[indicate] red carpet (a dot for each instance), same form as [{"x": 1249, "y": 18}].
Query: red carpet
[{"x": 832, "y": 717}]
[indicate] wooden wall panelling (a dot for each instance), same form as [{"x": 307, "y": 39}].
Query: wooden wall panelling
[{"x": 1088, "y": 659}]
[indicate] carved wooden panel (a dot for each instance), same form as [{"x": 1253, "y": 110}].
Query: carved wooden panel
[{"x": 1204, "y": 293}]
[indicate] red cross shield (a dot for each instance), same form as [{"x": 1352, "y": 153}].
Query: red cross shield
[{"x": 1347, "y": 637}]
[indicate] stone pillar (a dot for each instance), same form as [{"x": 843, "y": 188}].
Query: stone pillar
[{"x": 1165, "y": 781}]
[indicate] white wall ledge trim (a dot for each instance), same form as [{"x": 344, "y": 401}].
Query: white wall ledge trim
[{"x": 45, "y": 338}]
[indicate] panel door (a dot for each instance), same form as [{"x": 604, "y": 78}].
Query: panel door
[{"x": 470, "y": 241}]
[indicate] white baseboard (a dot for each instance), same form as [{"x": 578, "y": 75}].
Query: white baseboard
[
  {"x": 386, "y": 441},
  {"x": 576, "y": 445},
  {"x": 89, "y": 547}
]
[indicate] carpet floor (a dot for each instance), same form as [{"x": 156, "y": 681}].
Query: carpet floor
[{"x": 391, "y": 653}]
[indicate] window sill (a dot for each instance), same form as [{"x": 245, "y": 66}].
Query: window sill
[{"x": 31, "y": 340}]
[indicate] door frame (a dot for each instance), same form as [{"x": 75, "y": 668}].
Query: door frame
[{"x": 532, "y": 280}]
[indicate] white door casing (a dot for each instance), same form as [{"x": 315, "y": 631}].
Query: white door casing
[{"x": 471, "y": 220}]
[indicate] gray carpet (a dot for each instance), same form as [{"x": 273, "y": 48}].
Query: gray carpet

→ **EXERCISE GOAL**: Write out all of the records above again, word for word and unchanged.

→ **OUTPUT FOR THIS TASK**:
[indicate] red carpet (a dot for each instance), same form as [{"x": 1249, "y": 18}].
Query: red carpet
[{"x": 832, "y": 717}]
[indicate] wooden wall panelling (a dot for each instance), same form as [{"x": 307, "y": 39}].
Query: wooden wall panelling
[{"x": 1088, "y": 659}]
[indicate] carved wooden panel (a dot for each instance), same form as [{"x": 1253, "y": 110}].
Query: carved wooden panel
[{"x": 1204, "y": 293}]
[indicate] red cross shield (a dot for each instance), same form as [{"x": 1352, "y": 153}].
Query: red cross shield
[{"x": 1347, "y": 637}]
[indicate] stone pillar (a dot for each instance), same form as [{"x": 843, "y": 188}].
Query: stone pillar
[{"x": 1165, "y": 781}]
[indicate] white wall ledge trim (a dot for each instance), same form as [{"x": 344, "y": 401}].
Query: white wall ledge trim
[{"x": 45, "y": 338}]
[indicate] panel door (a dot for each instance), same form as [{"x": 604, "y": 78}].
Query: panel door
[{"x": 470, "y": 241}]
[indicate] white baseboard (a dot for each instance), same form as [{"x": 578, "y": 75}].
Query: white baseboard
[
  {"x": 386, "y": 441},
  {"x": 576, "y": 445},
  {"x": 89, "y": 547}
]
[indicate] carpet floor (a dot for each instance), same form as [{"x": 156, "y": 681}].
Query: carpet floor
[{"x": 391, "y": 653}]
[indicate] window sill (a dot for each instance), same form as [{"x": 245, "y": 66}].
Query: window sill
[{"x": 31, "y": 340}]
[indicate] door frame (a dot for each instance), same form as [{"x": 75, "y": 668}].
Query: door frame
[{"x": 532, "y": 280}]
[indicate] white door casing (a dot for each instance), same form as [{"x": 315, "y": 631}].
Query: white door casing
[{"x": 471, "y": 220}]
[indicate] gray carpet (a dot for each instance), same form as [{"x": 273, "y": 48}].
Query: gray carpet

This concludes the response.